Task goal: Every line of the listing must be repeated exactly.

Source information:

______________________________

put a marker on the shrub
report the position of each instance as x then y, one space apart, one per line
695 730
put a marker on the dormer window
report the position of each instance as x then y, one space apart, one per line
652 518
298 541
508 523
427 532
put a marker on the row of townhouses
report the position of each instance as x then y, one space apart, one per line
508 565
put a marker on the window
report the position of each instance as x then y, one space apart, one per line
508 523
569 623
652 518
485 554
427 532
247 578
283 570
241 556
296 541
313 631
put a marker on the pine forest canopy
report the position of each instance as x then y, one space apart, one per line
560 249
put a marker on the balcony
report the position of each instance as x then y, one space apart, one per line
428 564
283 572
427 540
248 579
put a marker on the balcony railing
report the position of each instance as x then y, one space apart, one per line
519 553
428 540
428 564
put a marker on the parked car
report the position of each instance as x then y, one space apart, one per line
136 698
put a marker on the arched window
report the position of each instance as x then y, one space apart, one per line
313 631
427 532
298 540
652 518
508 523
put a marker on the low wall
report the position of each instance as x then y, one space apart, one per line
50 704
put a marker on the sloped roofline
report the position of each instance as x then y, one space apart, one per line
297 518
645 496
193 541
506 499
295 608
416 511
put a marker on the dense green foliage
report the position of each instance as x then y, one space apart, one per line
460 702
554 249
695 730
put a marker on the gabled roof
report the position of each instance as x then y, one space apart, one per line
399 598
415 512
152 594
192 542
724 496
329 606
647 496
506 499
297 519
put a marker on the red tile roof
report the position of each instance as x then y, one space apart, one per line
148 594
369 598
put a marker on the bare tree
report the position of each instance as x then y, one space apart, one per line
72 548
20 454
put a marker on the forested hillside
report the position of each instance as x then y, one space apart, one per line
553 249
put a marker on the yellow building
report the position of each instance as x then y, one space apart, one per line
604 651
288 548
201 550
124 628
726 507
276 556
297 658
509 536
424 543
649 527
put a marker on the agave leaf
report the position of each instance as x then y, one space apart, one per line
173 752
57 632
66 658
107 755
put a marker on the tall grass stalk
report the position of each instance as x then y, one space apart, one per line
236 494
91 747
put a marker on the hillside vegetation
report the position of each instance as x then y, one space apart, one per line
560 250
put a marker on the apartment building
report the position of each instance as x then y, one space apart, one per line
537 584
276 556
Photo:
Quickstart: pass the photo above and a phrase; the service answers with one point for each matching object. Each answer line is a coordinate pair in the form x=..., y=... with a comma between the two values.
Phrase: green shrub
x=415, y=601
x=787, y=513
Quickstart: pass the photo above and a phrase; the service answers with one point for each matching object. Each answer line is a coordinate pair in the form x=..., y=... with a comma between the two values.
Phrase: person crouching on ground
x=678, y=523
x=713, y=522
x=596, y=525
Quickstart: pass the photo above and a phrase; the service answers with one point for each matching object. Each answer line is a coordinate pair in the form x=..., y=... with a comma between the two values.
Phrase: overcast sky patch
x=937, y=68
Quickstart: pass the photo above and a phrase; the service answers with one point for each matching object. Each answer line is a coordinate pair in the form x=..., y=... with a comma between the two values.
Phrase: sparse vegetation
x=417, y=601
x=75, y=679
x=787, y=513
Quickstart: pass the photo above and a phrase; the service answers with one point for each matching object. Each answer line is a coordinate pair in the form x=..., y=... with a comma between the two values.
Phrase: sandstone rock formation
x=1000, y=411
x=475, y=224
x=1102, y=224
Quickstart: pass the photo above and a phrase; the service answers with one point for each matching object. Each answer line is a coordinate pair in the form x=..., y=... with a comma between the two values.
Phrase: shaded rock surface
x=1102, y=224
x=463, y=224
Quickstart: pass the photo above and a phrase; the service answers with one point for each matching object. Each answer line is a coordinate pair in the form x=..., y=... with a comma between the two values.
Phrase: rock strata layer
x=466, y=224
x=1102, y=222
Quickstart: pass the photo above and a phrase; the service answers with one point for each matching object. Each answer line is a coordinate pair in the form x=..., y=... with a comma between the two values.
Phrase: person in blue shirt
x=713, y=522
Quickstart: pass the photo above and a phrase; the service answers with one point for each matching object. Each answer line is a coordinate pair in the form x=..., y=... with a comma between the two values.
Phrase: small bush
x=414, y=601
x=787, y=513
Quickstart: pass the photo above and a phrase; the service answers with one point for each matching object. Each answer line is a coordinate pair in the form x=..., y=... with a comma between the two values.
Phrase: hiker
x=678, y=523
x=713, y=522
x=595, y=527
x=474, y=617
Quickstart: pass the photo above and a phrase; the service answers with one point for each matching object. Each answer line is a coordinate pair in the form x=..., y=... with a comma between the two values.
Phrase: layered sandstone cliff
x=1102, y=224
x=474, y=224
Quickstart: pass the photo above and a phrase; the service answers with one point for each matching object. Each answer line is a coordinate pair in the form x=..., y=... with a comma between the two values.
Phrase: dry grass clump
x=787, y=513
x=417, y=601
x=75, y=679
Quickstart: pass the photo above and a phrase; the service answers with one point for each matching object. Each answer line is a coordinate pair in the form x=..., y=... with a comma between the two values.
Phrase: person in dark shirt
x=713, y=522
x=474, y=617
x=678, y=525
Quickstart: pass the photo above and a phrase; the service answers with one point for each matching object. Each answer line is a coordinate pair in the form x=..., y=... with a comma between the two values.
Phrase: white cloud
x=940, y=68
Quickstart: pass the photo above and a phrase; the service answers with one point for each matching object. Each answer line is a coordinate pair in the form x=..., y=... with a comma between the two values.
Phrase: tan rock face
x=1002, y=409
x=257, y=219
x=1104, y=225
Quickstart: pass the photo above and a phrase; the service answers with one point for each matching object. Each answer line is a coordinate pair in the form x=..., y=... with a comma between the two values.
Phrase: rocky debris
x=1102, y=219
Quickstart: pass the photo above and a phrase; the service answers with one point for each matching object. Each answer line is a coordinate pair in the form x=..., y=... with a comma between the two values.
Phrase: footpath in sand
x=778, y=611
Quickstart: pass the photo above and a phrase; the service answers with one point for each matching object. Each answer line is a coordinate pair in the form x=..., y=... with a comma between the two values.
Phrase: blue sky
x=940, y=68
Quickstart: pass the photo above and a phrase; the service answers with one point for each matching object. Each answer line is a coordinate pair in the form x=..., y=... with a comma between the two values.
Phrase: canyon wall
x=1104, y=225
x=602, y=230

______________________________

Answer below:
put a marker on the shrub
report the position of each instance as x then y, one space apart, one per line
695 730
put a marker on the dormer window
report the position of each instance as x then y, one space apart, one per line
652 518
298 541
508 523
427 532
put a marker on the row of townhouses
report the position of each instance as x then y, one space apart, one per line
508 565
put a marker on the window
report the position of each instance as x then y, one space apart, one per line
508 523
569 623
652 518
485 554
427 532
247 578
283 570
241 556
296 541
313 631
put a marker on the pine forest canopy
report the position of each instance as x then y, one space apart, one per line
560 249
put a marker on the balcony
report the position of each instance as x then y, one space apart, one per line
428 564
283 572
427 540
248 579
put a marker on the balcony railing
report the position of each instance as x then y, one space apart, one per line
519 553
428 540
428 564
put a marker on the parked car
report the position of each instance as x then y, one space apart, one per line
136 698
put a marker on the arched window
report the position of each instance as x then y, one space apart, one per line
313 631
427 532
298 540
652 518
508 523
put a marker on the low wall
report the position of each instance as x then y, one space apart, one per line
50 704
put a marker on the sloped roofline
report the position of each instance as x then y, one space apart, one per line
297 518
645 496
193 541
506 499
295 608
416 511
put a marker on the dense green foliage
report the position of each instance as x then y, one space apart, one per line
460 702
554 249
695 730
put a marker on the gabled roof
report the position of each instance as x then y, one space apart, one per line
399 598
415 512
152 594
192 542
724 496
329 606
647 496
506 499
297 519
put a marker on the red tile roof
report the position of each instance as x then y, one space apart, one per line
148 594
369 598
put a marker on the bare tree
report the position of each instance as x then y, one space apart, one per line
72 548
20 454
put a marker on the forested hillside
report the position of each instance as x then y, one space apart, one per line
553 249
put a marker on the yellow building
report the position of each instance as x then y, one space apart, one per line
604 651
288 548
201 550
124 628
726 507
276 556
297 658
509 536
424 543
649 527
put a marker on the agave leaf
report the position of each instance as x then y, one space apart, one per line
173 752
57 632
66 658
107 755
put a marker on the tall grass stalk
report the position of each instance as x then y, one space apart, one per line
236 494
91 747
put a marker on the hillside vegetation
report the position of each instance as x then y, one space apart, one per line
560 250
put a marker on the apartment building
report the position of each instance as x then y, one space apart, one per line
537 584
276 556
Photo:
Quickstart: pass the photo above and a phrase; the service answers with one point for each matching object. Each answer line is a coordinate pair in the form x=..., y=... with a comma between the two values.
Phrase: green shrub
x=415, y=601
x=787, y=513
Quickstart: pass the photo above and a phrase; the service answers with one point for each matching object. Each answer line is a coordinate pair in the form x=..., y=... with a comma between the two values.
Phrase: person crouching on ground
x=678, y=523
x=713, y=522
x=596, y=525
Quickstart: pass the photo above and a phrase; the service answers with one point for each matching object. Each answer line is a coordinate pair in the form x=..., y=... with a comma between the two values.
Phrase: overcast sky patch
x=937, y=68
Quickstart: pass the photo above and a phrase; the service answers with one point for each matching object. Each answer line is a coordinate pair in the form x=..., y=... with a comma between the two values.
Phrase: sparse vegetation
x=417, y=601
x=75, y=679
x=787, y=513
Quickstart: pass the photo above and a phrase; the service answers with one point for each matching object. Each answer line is a coordinate pair in the form x=..., y=... with a comma between the two values.
Phrase: sandstone rock formation
x=1000, y=411
x=475, y=224
x=1102, y=224
Quickstart: pass the photo above and a phrase; the service answers with one point for each matching object. Each answer line is a coordinate pair in the form x=..., y=... with a comma between the two values.
Phrase: shaded rock surface
x=1102, y=224
x=463, y=224
Quickstart: pass the photo above and a phrase; the service answers with one point for each matching object. Each answer line is a coordinate pair in the form x=..., y=... with a comma between the two values.
Phrase: rock strata layer
x=466, y=224
x=1102, y=222
Quickstart: pass the photo above and a phrase; the service answers with one point for each matching object. Each answer line is a coordinate pair in the form x=..., y=... with a comma between the two values.
Phrase: person in blue shirt
x=713, y=522
Quickstart: pass the photo above and a phrase; the service answers with one point for each matching object. Each answer line is a coordinate pair in the form x=..., y=... with a comma between the two values.
Phrase: small bush
x=414, y=601
x=787, y=513
Quickstart: pass the photo above and a phrase; the service answers with one point for each matching object. Each answer line is a coordinate pair in the form x=..., y=... with a comma between the two values.
Phrase: hiker
x=678, y=523
x=713, y=522
x=595, y=527
x=474, y=617
Quickstart: pass the photo above and a phrase; the service answers with one point for each matching object. Each answer line is a coordinate pair in the form x=..., y=... with a comma between the two values.
Phrase: layered sandstone cliff
x=1102, y=224
x=474, y=224
Quickstart: pass the photo above and a phrase; the service answers with one point for each matching object. Each answer line is a coordinate pair in the form x=..., y=... with a comma between the two values.
Phrase: dry grass clump
x=787, y=513
x=417, y=601
x=75, y=679
Quickstart: pass the photo above and a phrase; the service answers with one point for each matching object. Each answer line is a coordinate pair in the form x=..., y=... with a comma between the two values.
Phrase: person in dark shirt
x=713, y=522
x=474, y=617
x=678, y=525
Quickstart: pass the photo above and a phrase; the service answers with one point for each matching object. Each answer line is a coordinate pair in the form x=..., y=... with a comma between the two values.
Phrase: white cloud
x=940, y=68
Quickstart: pass the photo above and a phrase; the service answers with one point for each matching object. Each answer line is a coordinate pair in the form x=..., y=... with a comma between the two values.
Phrase: tan rock face
x=1002, y=409
x=257, y=219
x=1104, y=225
Quickstart: pass the photo above and a phrase; the service answers with one point for each matching object. Each answer line is a coordinate pair in the form x=..., y=... with a comma between the two values.
Phrase: rocky debris
x=1102, y=219
Quickstart: pass the photo above and a phrase; the service answers with one point for each matching object. Each answer line is a coordinate pair in the form x=..., y=... with a comma between the two values.
Phrase: footpath in sand
x=778, y=611
Quickstart: pass the photo above and a phrase; the service answers with one point for each matching object. Each answer line is a coordinate pair in the form x=..., y=... with a comma between the two values.
Phrase: blue sky
x=940, y=68
Quickstart: pass the photo above and a phrase; the service answers with one point for each matching object. Each answer line is a coordinate pair in the form x=..., y=... with a comma between the two values.
Phrase: canyon wall
x=1104, y=225
x=602, y=230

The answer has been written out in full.